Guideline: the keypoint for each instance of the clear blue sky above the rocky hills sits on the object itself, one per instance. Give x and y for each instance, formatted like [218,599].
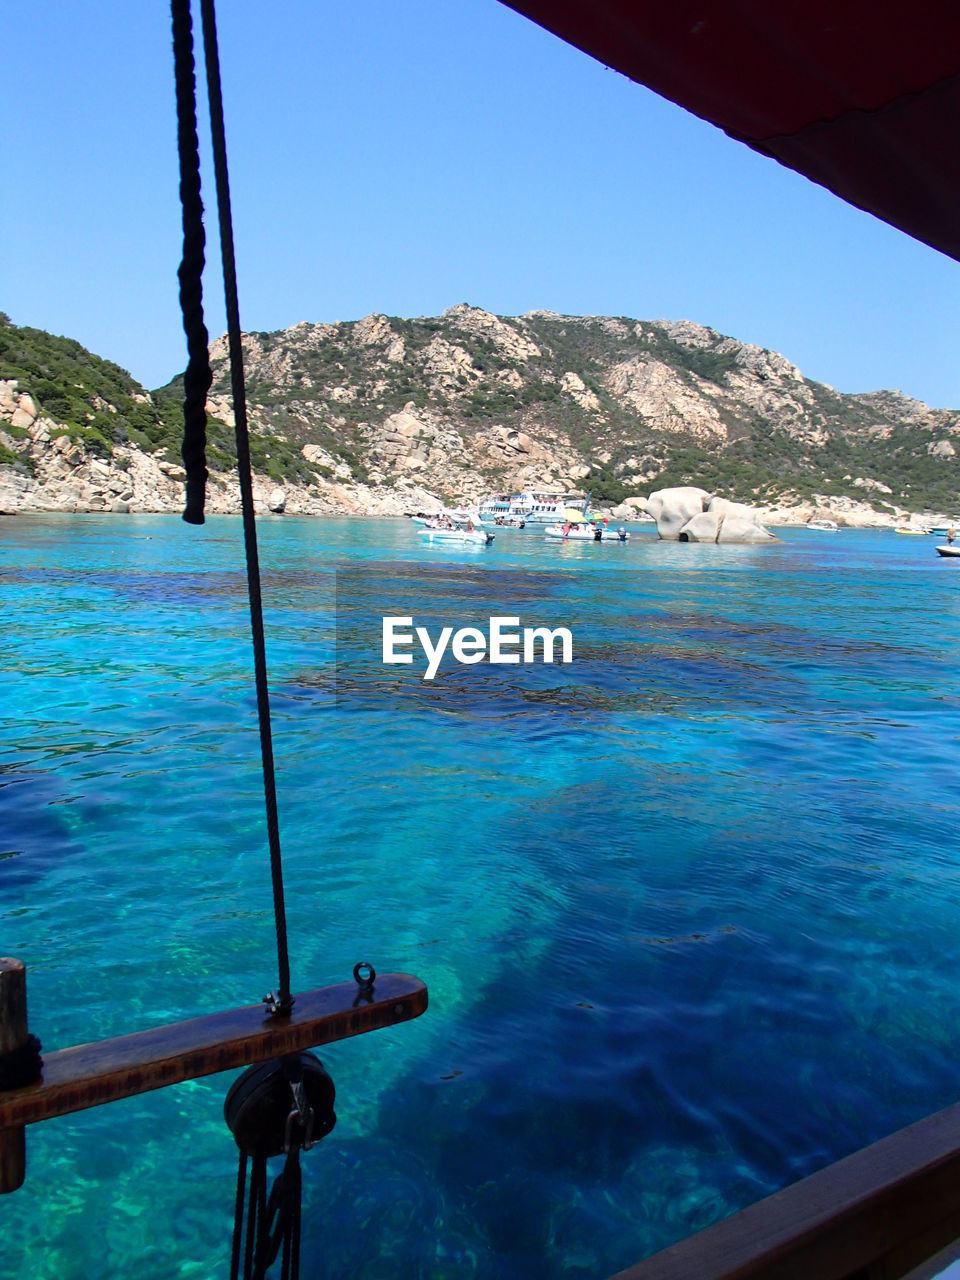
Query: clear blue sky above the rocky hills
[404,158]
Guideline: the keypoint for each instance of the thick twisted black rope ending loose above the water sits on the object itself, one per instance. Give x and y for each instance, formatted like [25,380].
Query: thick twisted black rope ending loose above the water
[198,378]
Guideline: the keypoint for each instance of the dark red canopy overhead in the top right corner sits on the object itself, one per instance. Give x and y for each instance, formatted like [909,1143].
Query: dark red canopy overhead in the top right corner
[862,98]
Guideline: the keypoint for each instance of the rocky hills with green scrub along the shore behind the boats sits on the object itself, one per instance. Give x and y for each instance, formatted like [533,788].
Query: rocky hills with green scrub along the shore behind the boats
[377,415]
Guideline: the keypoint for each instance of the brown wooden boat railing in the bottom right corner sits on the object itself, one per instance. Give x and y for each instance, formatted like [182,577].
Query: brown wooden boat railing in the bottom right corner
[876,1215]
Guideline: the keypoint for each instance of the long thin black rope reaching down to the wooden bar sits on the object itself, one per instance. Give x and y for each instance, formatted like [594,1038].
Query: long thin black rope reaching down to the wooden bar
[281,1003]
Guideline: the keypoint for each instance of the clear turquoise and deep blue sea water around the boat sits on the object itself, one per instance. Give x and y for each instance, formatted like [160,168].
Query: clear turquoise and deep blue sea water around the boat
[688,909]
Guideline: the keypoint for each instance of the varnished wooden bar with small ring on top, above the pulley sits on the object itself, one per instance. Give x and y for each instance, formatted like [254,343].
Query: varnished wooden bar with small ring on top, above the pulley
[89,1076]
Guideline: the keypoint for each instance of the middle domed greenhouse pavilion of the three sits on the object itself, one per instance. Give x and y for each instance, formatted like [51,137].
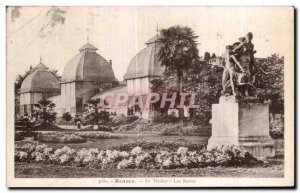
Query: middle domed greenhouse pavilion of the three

▬▬▬

What the exercise asks >>
For each line above that contains the word "pavilion", copy that line.

Response for this exercise >>
Guideline: the keypoint for each instance of the middle domed greenhouse pavilion of the three sits on the object itself, one per instance. Give x and y for each instance, formatted like [51,137].
Query: middle domed greenhouse pavilion of the three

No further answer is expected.